Assignment 1
Please retype the repatriation notice from "This notice is" down to "bundle, and 1 cap.", word for word.
Assignment 2
Write the next part of the NAGPRA repatriation notice, beginning after its final sentence.

Supplied text
--- START ---

National Park Service, Interior.

ACTION:

Notice.

Notice is here given in accordance with the Native American Graves Protection and Repatriation Act (NAGPRA), 25 U.S.C. 3005, of the intent to repatriate cultural items in the possession of the Southwest Museum of the American Indian, Autry National Center, Los Angeles, CA, that meet the definitions of “sacred objects” and “objects of cultural patrimony” under 25 U.S.C. 3001.

This notice is published as part of the National Park Service's administrative responsibilities under NAGPRA, 25 U.S.C. 3003 (d)(3). The determinations in this notice are the sole responsibility of the museum, institution, or Federal agency that has control of the cultural items. The National Park Service is not responsible for the determinations in this notice.>

The 55 cultural items are 42 pieces of Dilzini Gaan dance material, 6 Dilzini Gaan headdresses, 2 Dilzini Gaan dance wands, 2 crosses, 1 shirt, 1 medicine bundle, and 1 cap.

Southwest Museum officials identified the cultural items and assessed the cultural affiliation of the cultural items at the request of the San Carlos Apache Tribe of the San Carlos Reservation, Arizona; Tonto Apache Tribe of Arizona; White Mountain Apache Tribe of the Fort Apache Reservation, Arizona; and Yavapai-Apache Nation of the Camp Verde Indian Reservation, Arizona, which are members of the Western Apache NAGPRA Working Group. Southwest Museum officials also consulted with representatives of the Apache Tribe of Oklahoma; Fort Sill Apache Tribe of Oklahoma; Jicarilla Apache Nation, New Mexico; and Mescalero Apache Tribe of the Mescalero Reservation, New Mexico.

At an unknown time, the Southwest Museum purchased 42 painted and carved wooden pieces of Dilzini Gaan dance material from an unknown person at an unknown location with money provided by the General Charles McCormack Reeve Fund. No further information has been found to clarify means of acquisition by the donor.

--- END ---

Data excerpts
--- START ---

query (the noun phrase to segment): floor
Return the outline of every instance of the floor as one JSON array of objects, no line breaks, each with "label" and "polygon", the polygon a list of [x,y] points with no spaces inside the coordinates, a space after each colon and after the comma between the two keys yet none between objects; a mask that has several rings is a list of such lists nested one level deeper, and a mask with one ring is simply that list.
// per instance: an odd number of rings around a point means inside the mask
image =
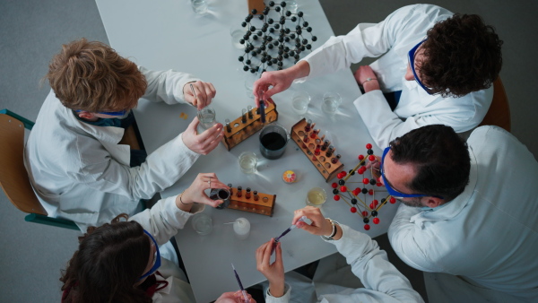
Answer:
[{"label": "floor", "polygon": [[[187,0],[178,0],[187,1]],[[210,0],[212,1],[212,0]],[[213,0],[217,1],[217,0]],[[245,0],[236,0],[245,1]],[[298,0],[299,5],[303,1]],[[409,0],[320,0],[336,35],[358,22],[377,22]],[[504,40],[500,73],[510,100],[512,134],[538,155],[538,103],[532,90],[538,84],[538,2],[433,0],[453,12],[478,13],[496,27]],[[60,46],[85,37],[108,42],[92,0],[0,0],[0,109],[9,108],[35,120],[49,87],[41,79]],[[365,63],[370,61],[365,60]],[[356,66],[353,66],[356,68]],[[24,221],[4,195],[0,195],[0,302],[58,302],[60,270],[77,247],[78,232]],[[391,262],[424,295],[421,273],[403,264],[386,241],[379,245]]]}]

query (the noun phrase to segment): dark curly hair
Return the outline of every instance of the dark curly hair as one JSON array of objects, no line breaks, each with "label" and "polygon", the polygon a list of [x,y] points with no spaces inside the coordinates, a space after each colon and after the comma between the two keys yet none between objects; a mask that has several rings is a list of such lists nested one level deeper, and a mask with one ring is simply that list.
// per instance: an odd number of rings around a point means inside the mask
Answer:
[{"label": "dark curly hair", "polygon": [[456,13],[428,30],[421,80],[445,98],[487,89],[500,72],[502,43],[480,16]]},{"label": "dark curly hair", "polygon": [[469,183],[471,158],[464,143],[450,126],[431,125],[414,129],[390,143],[391,159],[412,163],[417,175],[406,186],[415,193],[442,196],[448,202]]},{"label": "dark curly hair", "polygon": [[63,271],[62,302],[152,302],[145,291],[134,285],[143,273],[150,257],[150,238],[136,221],[120,221],[91,227],[79,238],[79,249]]}]

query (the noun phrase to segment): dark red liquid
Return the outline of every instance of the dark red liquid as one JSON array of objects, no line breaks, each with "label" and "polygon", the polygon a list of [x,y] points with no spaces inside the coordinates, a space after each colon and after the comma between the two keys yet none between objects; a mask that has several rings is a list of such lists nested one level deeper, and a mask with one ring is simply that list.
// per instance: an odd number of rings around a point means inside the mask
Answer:
[{"label": "dark red liquid", "polygon": [[278,133],[265,134],[260,142],[265,148],[270,151],[278,151],[286,145],[286,139]]}]

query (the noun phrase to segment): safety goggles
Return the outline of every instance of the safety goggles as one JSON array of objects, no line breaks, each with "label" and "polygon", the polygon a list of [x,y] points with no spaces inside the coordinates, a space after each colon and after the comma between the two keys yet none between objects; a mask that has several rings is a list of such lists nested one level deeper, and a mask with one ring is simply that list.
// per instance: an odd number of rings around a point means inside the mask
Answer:
[{"label": "safety goggles", "polygon": [[417,83],[419,83],[419,85],[421,85],[421,88],[424,89],[424,91],[426,91],[426,92],[428,92],[429,95],[431,95],[433,93],[433,91],[430,88],[424,85],[424,83],[422,83],[421,82],[421,80],[417,76],[417,71],[414,69],[415,52],[417,51],[417,49],[419,49],[419,47],[421,45],[422,45],[422,43],[424,43],[424,41],[426,41],[426,40],[424,39],[424,40],[419,42],[419,44],[417,44],[414,48],[411,48],[409,53],[407,53],[407,56],[408,56],[408,59],[409,59],[409,65],[411,67],[411,70],[412,71],[412,74],[414,75],[415,81],[417,82]]},{"label": "safety goggles", "polygon": [[[400,193],[397,190],[394,189],[390,186],[390,184],[386,180],[386,177],[385,177],[385,169],[383,169],[383,163],[385,163],[385,157],[388,153],[388,151],[390,151],[390,146],[387,147],[387,148],[386,148],[385,151],[383,151],[383,157],[381,157],[381,164],[379,165],[379,171],[381,172],[381,177],[383,178],[383,183],[385,184],[385,187],[386,187],[386,191],[388,192],[388,195],[394,196],[396,199],[400,199],[400,198],[416,198],[416,197],[421,197],[421,196],[432,196],[431,195],[404,194],[404,193]],[[439,198],[439,199],[443,199],[443,197],[437,196],[437,195],[435,197]]]},{"label": "safety goggles", "polygon": [[152,266],[152,269],[150,269],[150,271],[146,273],[143,274],[142,277],[138,279],[138,281],[149,276],[150,274],[153,274],[153,273],[157,272],[157,269],[161,267],[161,253],[159,252],[159,246],[157,245],[157,241],[155,241],[153,237],[152,237],[152,235],[145,229],[143,230],[143,232],[146,235],[148,235],[148,237],[150,237],[150,238],[152,239],[152,247],[155,247],[155,254],[153,254],[153,265]]}]

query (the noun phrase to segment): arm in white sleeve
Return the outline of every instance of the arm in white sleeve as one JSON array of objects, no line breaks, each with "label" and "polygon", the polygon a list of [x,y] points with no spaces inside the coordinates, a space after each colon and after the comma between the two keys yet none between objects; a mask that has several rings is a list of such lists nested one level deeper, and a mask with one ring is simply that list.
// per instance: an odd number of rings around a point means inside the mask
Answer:
[{"label": "arm in white sleeve", "polygon": [[[148,155],[142,165],[129,168],[120,164],[96,140],[79,146],[82,159],[92,163],[71,177],[96,190],[128,196],[131,200],[149,199],[179,179],[198,159],[199,154],[185,145],[182,134],[170,140]],[[91,153],[84,155],[83,153]]]},{"label": "arm in white sleeve", "polygon": [[424,126],[441,124],[453,127],[456,132],[465,131],[463,128],[466,129],[467,125],[469,127],[476,126],[474,122],[468,120],[467,116],[458,117],[457,113],[417,115],[409,117],[404,121],[390,109],[383,92],[378,90],[363,94],[353,104],[374,142],[381,149],[388,146],[388,143],[396,137],[401,137]]},{"label": "arm in white sleeve", "polygon": [[183,97],[185,84],[200,79],[192,74],[169,71],[150,71],[138,66],[140,72],[145,76],[148,87],[142,98],[151,101],[163,101],[168,104],[186,103]]},{"label": "arm in white sleeve", "polygon": [[174,195],[159,200],[153,207],[134,215],[129,221],[140,223],[161,246],[174,237],[178,229],[183,229],[188,218],[204,208],[204,204],[195,203],[190,212],[186,212],[176,206],[176,197]]},{"label": "arm in white sleeve", "polygon": [[[421,212],[416,207],[400,204],[390,227],[388,239],[402,261],[422,272],[446,273],[447,270],[429,257],[429,238],[431,237],[411,218]],[[432,247],[433,248],[433,247]]]},{"label": "arm in white sleeve", "polygon": [[404,30],[405,24],[416,5],[402,7],[379,23],[360,23],[345,36],[331,37],[303,60],[308,62],[310,74],[299,79],[332,74],[349,68],[364,57],[377,57],[387,52]]},{"label": "arm in white sleeve", "polygon": [[[423,302],[409,280],[388,262],[386,253],[376,241],[345,225],[341,225],[341,228],[342,238],[329,243],[334,244],[340,254],[345,256],[351,271],[365,287],[347,294],[350,299],[352,298],[355,302]],[[331,301],[332,296],[325,296],[327,301]]]}]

--- END ---

Answer 1
This notice is published as part of the National Park Service's administrative responsibilities under NAGPRA, 25 U.S.C. 3003 (d)(3). The determinations in this notice are the sole responsibility of the museum, institution, or Federal agency that has control of the cultural items. The National Park Service is not responsible for the determinations in this notice.>

The 55 cultural items are 42 pieces of Dilzini Gaan dance material, 6 Dilzini Gaan headdresses, 2 Dilzini Gaan dance wands, 2 crosses, 1 shirt, 1 medicine bundle, and 1 cap.

Answer 2
The 42 wooden pieces of Dilzini Gaan dance material range from 4 to 30 inches in length, and average 2 inches in breadth and .25 inches in depth. Some of the wooden pieces have been sharpened to a point at each end, others remain squared and blunt, while others exhibit notched, flattened or broken edges.

On May 24, 1940, the Southwest Museum acquired one Dilzini Gaan headdress from Miss Rose Dougan. Museum records identify the cultural item as an Apache “Devil Dance” headdress with a cloth mask. No further information has been found to clarify means or location of acquisition by the donor.

The Dilzini Gaan headdress is composed of wooden slats arranged in a fan shape measuring approximately 38 inches wide and 23 inches high. The slats are decorated with green, blue, orange, and white paint. Two tassels made of four slender, blue wooden rods are attached to the laterally projecting slats, one tassel on the right side and one on the left side. The mask is approximately 11 inches wide and 17.5 inches long. It is made of a flour sack painted black. One side of the mask is imprinted with the words, “Loveland flour...Love Me.” Two slits have been made near the wearer's eyes. Above these holes are a feather and four white triangles.

On December 3, 1935, the Southwest Museum purchased three Dilzini Gaan Start Printed Page 64560headdresses from Ms. Bonnie Gray of Burbank, CA, with money provided by the General Charles McCormack Reeve Fund. According to correspondence found in the museum records, Ms. Gray and a companion unearthed the masks in Arizona from the floor of a deserted Apache cabin during the middle of the night. Museum records identify all four headdresses as Apache “Devil Dance” material.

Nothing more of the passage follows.